* SOURCE *
——————
The comment update looks wrong here: without epilogues, we don't need
the skip when loop versioning, because loop versioning ensures that we
have at least one vector iteration.

(I think "it" was supposed to mean "skipping to the epilogue" rather
than the epilogue loop itself, in case that's the confusion.)

It'd be good to mention the epilogue condition in the comment too.

> @@ -2504,6 +2564,13 @@ vect_do_peeling (loop_vec_info loop_vinfo, tree niters, tree nitersm1,
>  
>    dump_user_location_t loop_loc = find_loop_location (loop);
>    class loop *scalar_loop = LOOP_VINFO_SCALAR_LOOP (loop_vinfo);
> +  if (vect_epilogues)
> +    /* Make sure to set the epilogue's epilogue scalar loop, such that we can
> +       we can use the original scalar loop as remaining epilogue if
> +       necessary.  */

Double "we can".

> +    LOOP_VINFO_SCALAR_LOOP (epilogue_vinfo)
> +      = LOOP_VINFO_SCALAR_LOOP (loop_vinfo);
> +
>    if (prolog_peeling)
>      {
>        e = loop_preheader_edge (loop);
> @@ -2584,14 +2651,22 @@ vect_do_peeling (loop_vec_info loop_vinfo, tree niters, tree nitersm1,
>  			   "loop can't be duplicated to exit edge.\n");
>  	  gcc_unreachable ();
>  	}
> -      /* Peel epilog and put it on exit edge of loop.  */
> -      epilog = slpeel_tree_duplicate_loop_to_edge_cfg (loop, scalar_loop, e);
> +      /* Peel epilog and put it on exit edge of loop.  If we are vectorizing
> +	 said epilog then we should use a copy of the main loop as a starting
> +	 point.  This loop may have been already had some preliminary

s/been//

> +	 transformations to allow for more optimal vectorizationg, for example

typo: vectorizationg

> +	 if-conversion.  If we are not vectorizing the epilog then we should
> +	 use the scalar loop as the transformations mentioned above make less
> +	 or no sense when not vectorizing.  */
> +      epilog = vect_epilogues ? get_loop_copy (loop) : scalar_loop;
> +      epilog = slpeel_tree_duplicate_loop_to_edge_cfg (loop, epilog, e);
>        if (!epilog)
>  	{
>  	  dump_printf_loc (MSG_MISSED_OPTIMIZATION, loop_loc,
>  			   "slpeel_tree_duplicate_loop_to_edge_cfg failed.\n");
>  	  gcc_unreachable ();
>  	}
> +
>        epilog->force_vectorize = false;
>        slpeel_update_phi_nodes_for_loops (loop_vinfo, loop, epilog, false);
>  
> [...]
> @@ -2699,10 +2774,163 @@ vect_do_peeling (loop_vec_info loop_vinfo, tree niters, tree nitersm1,
>        adjust_vec_debug_stmts ();
>        scev_reset ();
>      }
> +
> +  if (vect_epilogues)
——————
* GIVEN DATA *
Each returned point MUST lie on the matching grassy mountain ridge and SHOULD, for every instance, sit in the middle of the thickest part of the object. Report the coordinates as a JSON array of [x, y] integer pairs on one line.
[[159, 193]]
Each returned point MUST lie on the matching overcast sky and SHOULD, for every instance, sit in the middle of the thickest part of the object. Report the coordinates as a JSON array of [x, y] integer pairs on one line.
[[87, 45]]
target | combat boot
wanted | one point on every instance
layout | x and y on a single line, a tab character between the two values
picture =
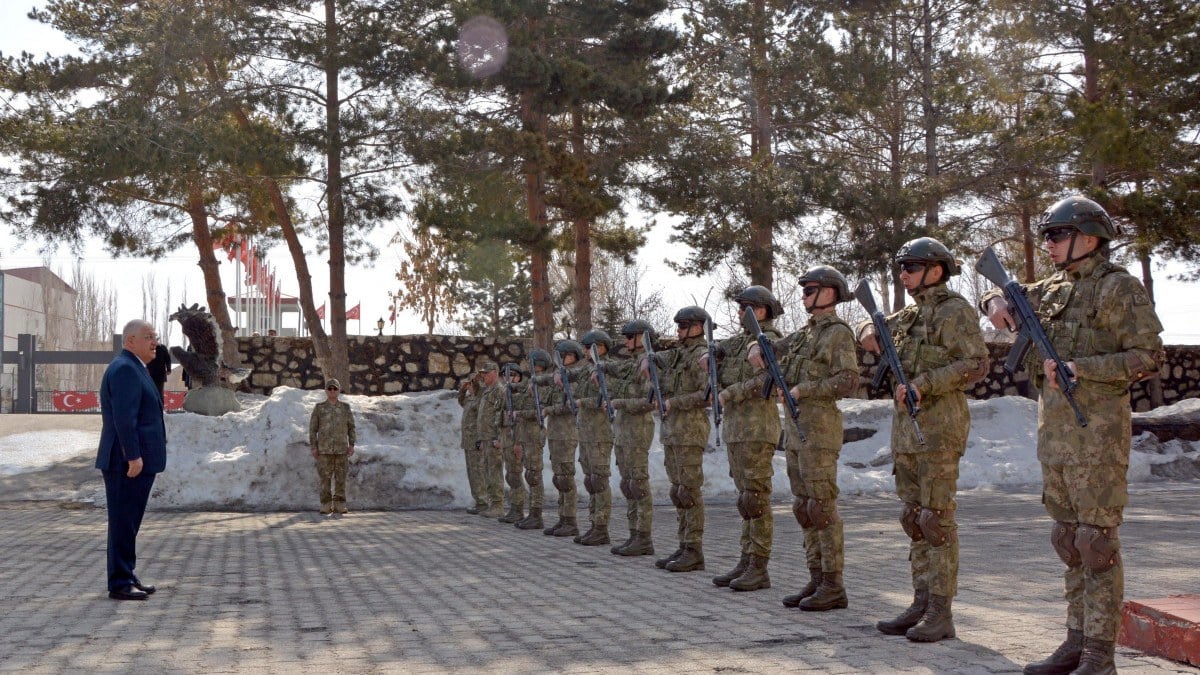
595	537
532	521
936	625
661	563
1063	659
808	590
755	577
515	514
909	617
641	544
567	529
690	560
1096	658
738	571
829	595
——————
* PROBLEMS AND TASKS *
1 – Sum up the code review in two sentences.
2 – Translate this sentence from the code review into Spanish: "It'd be good to mention the epilogue condition in the comment too."
3 – Answer each question from the code review above, one per line:
(a) According to the reviewer, what does loop versioning ensure?
(b) Which word does the reviewer mark as a typo?
(c) According to the patch's new comment, what should be the starting point when the epilog is being vectorized?

* SOLUTIONS TO THE PROBLEMS *
1 – The reviewer says the comment update is wrong: without epilogues, the skip isn't needed when loop versioning, because loop versioning ensures at least one vector iteration, and the comment should also mention the epilogue condition. The reviewer also flags small errors in the patch's new comments: a doubled "we can", an extra "been", and the typo "vectorizationg".

2 – Sería bueno mencionar también la condición del epílogo en el comentario.

3 –
(a) That there is at least one vector iteration.
(b) "vectorizationg"
(c) A copy of the main loop.